*EXCERPT PROVIDED:*

If you own a park that was acquired without a cost segregation study and has been depreciating as undifferentiated real property, you are not out of options. A lookback cost segregation study analyzes the property as it was at the time of original acquisition and identifies the assets that should have been classified in the 5-year and 15-year classes from day one.

The cumulative missed depreciation — the difference between what was taken and what should have been taken under correct classification — is captured through a Section 481(a) adjustment on a Form 3115 filing. This adjustment typically appears as a lump-sum deduction in the year the accounting method change is filed.

There is no IRS-imposed deadline on when this correction must be made. Parks acquired several years ago with consistent misclassification can still benefit from a lookback study today. The earlier the correction is made, the sooner the proper depreciation schedule is in place going forward. Learn more about how this correction fits into an overall MHP accounting strategy and how it connects to your depreciation approach for the full park.

Frequently Asked Questions

What does a cost segregation study cost for a mobile home park?

The fee for a cost segregation study varies based on the size and complexity of the property, the number of assets to be analyzed, and the firm performing the study. Fees for MHP studies can range from a few thousand dollars for smaller, simpler parks to higher amounts for larger or more complex properties. The relevant comparison is not the study fee in isolation but the study fee relative to the additional depreciation generated. Your MHP CPA can help you estimate the expected benefit before you commission the study to confirm it is economically justified for your specific acquisition.

*TASK INSTRUCTIONS:*
- A) In the excerpt about lookback cost segregation studies, what form is filed to capture the missed depreciation?
- B) Copy the lookback cost segregation excerpt word for word, from "The cumulative missed" to "mobile home park?".

*DATA LISTING:*
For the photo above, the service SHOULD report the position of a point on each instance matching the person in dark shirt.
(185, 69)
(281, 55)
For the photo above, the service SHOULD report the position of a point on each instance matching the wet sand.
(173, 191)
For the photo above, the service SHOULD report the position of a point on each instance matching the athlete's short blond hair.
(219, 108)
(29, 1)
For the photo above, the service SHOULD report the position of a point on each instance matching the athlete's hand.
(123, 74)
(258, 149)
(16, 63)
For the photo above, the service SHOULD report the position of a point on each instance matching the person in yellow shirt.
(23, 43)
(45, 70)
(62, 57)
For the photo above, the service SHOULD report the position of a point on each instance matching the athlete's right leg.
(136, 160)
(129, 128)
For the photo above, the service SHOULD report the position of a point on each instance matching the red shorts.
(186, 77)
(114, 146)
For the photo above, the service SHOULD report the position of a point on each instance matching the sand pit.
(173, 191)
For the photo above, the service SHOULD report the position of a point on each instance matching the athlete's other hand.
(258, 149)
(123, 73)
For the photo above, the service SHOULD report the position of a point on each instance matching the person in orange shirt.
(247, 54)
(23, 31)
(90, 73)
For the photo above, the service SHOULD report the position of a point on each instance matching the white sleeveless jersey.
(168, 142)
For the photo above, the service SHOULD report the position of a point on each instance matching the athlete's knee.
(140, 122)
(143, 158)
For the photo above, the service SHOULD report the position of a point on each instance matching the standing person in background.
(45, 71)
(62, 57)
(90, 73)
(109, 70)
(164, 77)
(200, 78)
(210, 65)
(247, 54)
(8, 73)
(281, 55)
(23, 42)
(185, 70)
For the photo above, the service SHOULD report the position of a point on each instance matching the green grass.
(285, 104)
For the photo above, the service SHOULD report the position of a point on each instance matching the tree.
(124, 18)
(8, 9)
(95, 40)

*OUTPUTS:*
- A) Form 3115

- B)
The cumulative missed depreciation — the difference between what was taken and what should have been taken under correct classification — is captured through a Section 481(a) adjustment on a Form 3115 filing. This adjustment typically appears as a lump-sum deduction in the year the accounting method change is filed.

There is no IRS-imposed deadline on when this correction must be made. Parks acquired several years ago with consistent misclassification can still benefit from a lookback study today. The earlier the correction is made, the sooner the proper depreciation schedule is in place going forward. Learn more about how this correction fits into an overall MHP accounting strategy and how it connects to your depreciation approach for the full park.

Frequently Asked Questions

What does a cost segregation study cost for a mobile home park?